**Complete the following:**
**a.** Translate into Spanish this sentence from the interview excerpt about how Open Data Day began: "To me, the key to the success of the Open Data Day was that it had to be very light organizationally."
**b.** Write the next part of the interview excerpt about how Open Data Day began, continuing on from its final sentence.

David Eaves: It was very early days in open data, around 2010. We had just done the open data portal for the city of Vancouver, and we knew Ottawa was doing something similar. Washington DC had done a hackhaton to bolster their open data portal and I thought, “Well, everybody’s gonna need to do their own hackdays and activities to build energy in their cities”. The challenge won’t likely be has hard for a city like DC or Vancouver, but it may be challenging for smaller cities or those that have yet to build a community around this. So if we could create something global that people could connect with and leverage, it would give more energy to people who were trying to do local things.

That was the original idea. I was in touch with Edward Ocampo-Gooding Mary Beth Baker who had been supporting all things open data in Ottawa. “You have a crew organising events in Ottawa, and we have a community doing some things in Vancouver. If we both did something on the same day, it would be bigger”. I also knew someone, Daniela Silva who was working on this issue with her colleague Pedro Markun in a Brazilian hack collective. Then I thought: “If she does something on the same day, then it’s international, as we would have three cities in two countries”. Everyone agreed and  that was the base ingredient to make me feel like we could move forward. So I wrote a blog post, then people started to email asking for instructions and ideas, so I spun up a wiki. That was the way we started trying to coordinate things.

To me, the key to the success of the Open Data Day was that it had to be very light organizationally. In that first blog post, I tried to set some highly inclusive cultural norms, like “everybody should be allowed to come”. Also, there was an idea of setting a goal to mobilise people to develop stuff and make use of open data. It became an arbitrary deadline for cities to get data out by. And it also became a community activation moment, where government officials could show up and have a conversation with developers and activists.

But I can claim no credit for any of the local successes that have happened. We just tried to create a framework that would empower local people to be successful. Any local success that’s happened in any country is really all a result of those local activists and volunteers who did all the work. There was a lot of thought about establishing a framework to allow others to build on top of the platform but the real work of making it happen was all local.

**Information shown:**
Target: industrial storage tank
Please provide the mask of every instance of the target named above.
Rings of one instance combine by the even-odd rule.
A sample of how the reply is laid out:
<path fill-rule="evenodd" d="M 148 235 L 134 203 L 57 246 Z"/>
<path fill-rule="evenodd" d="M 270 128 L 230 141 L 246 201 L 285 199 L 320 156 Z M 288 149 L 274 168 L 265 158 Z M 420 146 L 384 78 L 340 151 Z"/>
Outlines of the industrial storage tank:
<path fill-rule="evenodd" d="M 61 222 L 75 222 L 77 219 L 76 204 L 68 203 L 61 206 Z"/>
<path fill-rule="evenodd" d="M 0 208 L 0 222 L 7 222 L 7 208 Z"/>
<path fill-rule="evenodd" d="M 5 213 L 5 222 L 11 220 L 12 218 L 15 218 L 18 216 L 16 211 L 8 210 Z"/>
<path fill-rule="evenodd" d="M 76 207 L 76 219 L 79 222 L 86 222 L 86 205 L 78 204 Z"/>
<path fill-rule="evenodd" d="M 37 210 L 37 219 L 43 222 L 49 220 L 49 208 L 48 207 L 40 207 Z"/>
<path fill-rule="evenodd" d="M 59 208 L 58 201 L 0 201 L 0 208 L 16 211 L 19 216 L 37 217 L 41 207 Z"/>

**Answers:**
**a.** Para mí, la clave del éxito del Open Data Day era que tenía que ser muy ligero en lo organizativo.

**b.**
Nikesh Balami: It’s a very inspiring story for someone like me, from the Eastern side of this world following the open data movement. The Open Data Day project has been inspiring us for many years. What difference do you see today in the open data field compared to how it started? Where is the open data conversation heading today?

David Eaves: A few things come to my mind. The addition of new open data portals is interesting but way less interesting than the establishment of open data standards and schemas. For example, the transparency standard for extractive industries (EITI) was a really interesting step in that direction. Same for things like Where does my money go? and other open source repositories. I’m very excited about those types of tools (and sad that some of been deprecated).

As a general rule, getting another American or Canadian city to do an open data portal is positive but has diminishing returns. A lot of policy victories have been won, and probably the marginal benefit of getting more players on is low today, although I think that open data portals might actually help solve something in specific jurisdictions with real problems. So I think the battle is much more now on demonstrating value, and that’s harder (but not impossible) to do.

One alternative is trying to share specific code bases to pull people around standards. This is particularly relevant to me, as I’m now on the investment committee and a member of Co-Develop, which is really thinking about digital public infrastructure and particularly through a digital public good lens. How can we create reusable code bases that are addressing common or shared problems… and that could potentially drive open data standards. That would be of real value.

Oleg Lavrovsky: It’s great that you mentioned platforms and impact, because Open Data Day has also become a platform somehow. It started with just a bunch of Wiki pages with the names of cities on them to turn into this global initiative. I would say ODD is almost like an international ritual, it’s very important that the community has a day of celebration and express it in the form of work, hackathons, and people contributing data or code to the movement.

And I want to ask you a question within the framework of global fairness and equity topic, which I think the Co-Develop project also builds upon. Do you agree with the funding model that was made available in Open Data Day over the past years? It’s the same micro grant, a flat rate, for the entire globe no matter if you’re in Switzerland or in Lagos or what kind of project you’re trying to do. Do you think this model is aligned with parameters such as Sustainable Development Goals (SDGs)? Or what else could we do in the future to generate more impact?

David Eaves: I think it is good that these grants are Global South oriented. We should ask ourselves what that funding accomplishes and what are the strategic goals of that funding. What is the purpose of that funding – to just perpetuate the event, or funding to advance some specific objectives? 

I think the current hypothesis is that micro grants are a lever to allow more things to happen in the community. But maybe there are better ways. One option would be choosing an app, or a given database, and setting a goal around Open Data Day to get everyone involved to understand the tool, get it scaled, and then build a community around it. I also love the notion of linking things to the SDGs, as you mentioned. You could try to be a little more prescriptive and choose one SDG goal to nudge people around. Or even just picking a theme.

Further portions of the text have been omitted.